▶ Your objective
Filter the entries for lines with the word "cloud".
** Dataset records follows **
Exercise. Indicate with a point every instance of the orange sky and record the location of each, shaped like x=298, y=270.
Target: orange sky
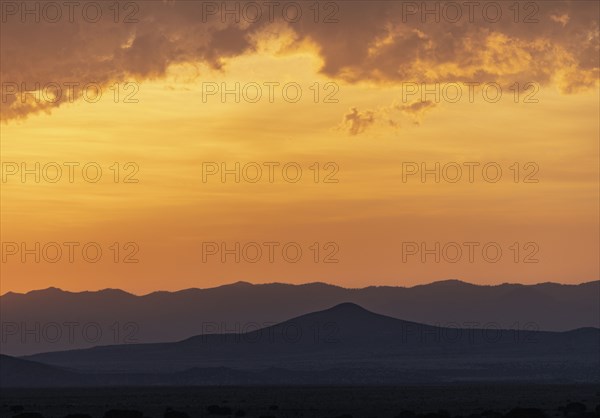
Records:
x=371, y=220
** End of Dataset records **
** Dataset records follows **
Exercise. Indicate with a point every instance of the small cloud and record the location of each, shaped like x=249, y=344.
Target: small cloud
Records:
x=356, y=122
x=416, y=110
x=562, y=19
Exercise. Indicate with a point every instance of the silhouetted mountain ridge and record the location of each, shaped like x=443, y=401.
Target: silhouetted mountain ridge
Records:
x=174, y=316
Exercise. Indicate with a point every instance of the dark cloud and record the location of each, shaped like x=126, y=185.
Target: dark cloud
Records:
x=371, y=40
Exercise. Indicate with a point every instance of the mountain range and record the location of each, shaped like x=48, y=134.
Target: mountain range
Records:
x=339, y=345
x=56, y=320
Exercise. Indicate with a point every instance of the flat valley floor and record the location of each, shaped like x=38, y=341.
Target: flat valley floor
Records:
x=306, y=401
** End of Dataset records **
** Dataset records follows **
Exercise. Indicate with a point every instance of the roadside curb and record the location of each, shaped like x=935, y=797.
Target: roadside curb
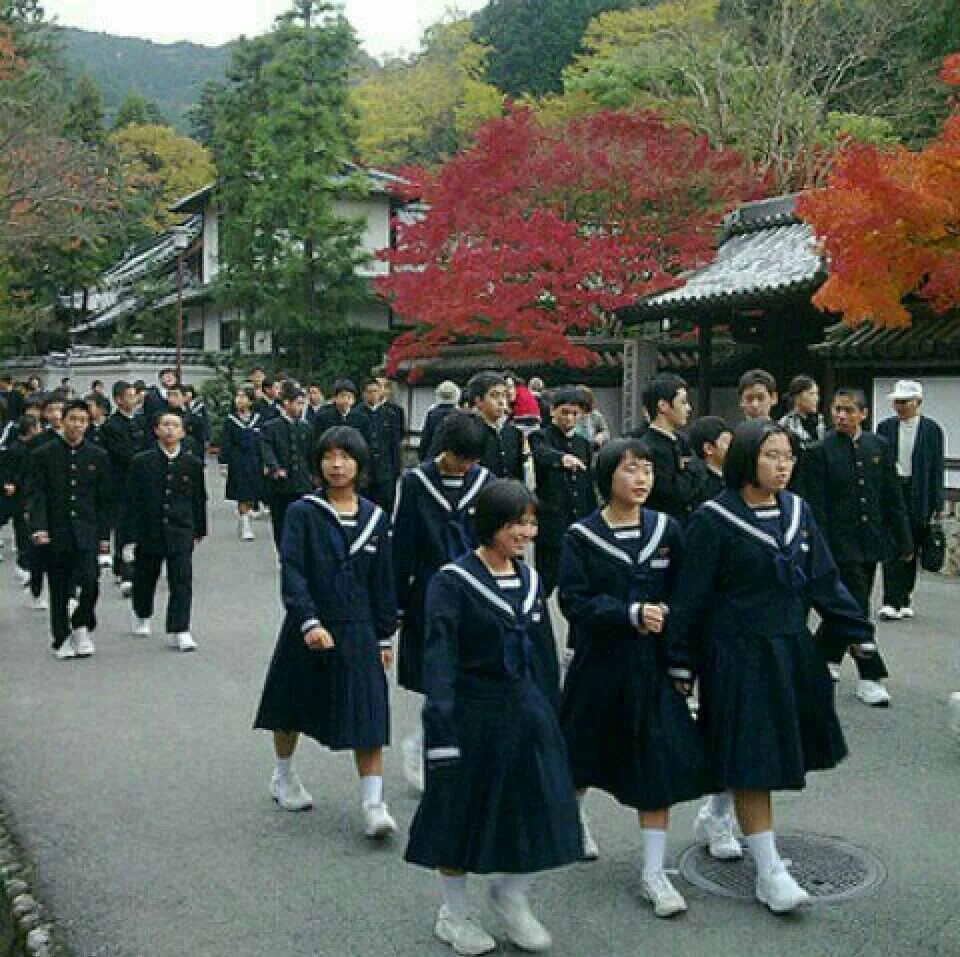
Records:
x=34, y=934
** End of Dataset records **
▶ Solved exercise
Exercise. Indicate with a point every instance of the small cloud and record the location of each, shaped like x=249, y=344.
Target: small cloud
Exercise. Indicate with a point every instance of the dark cloud and record the location of each, shaped like x=126, y=185.
Target: dark cloud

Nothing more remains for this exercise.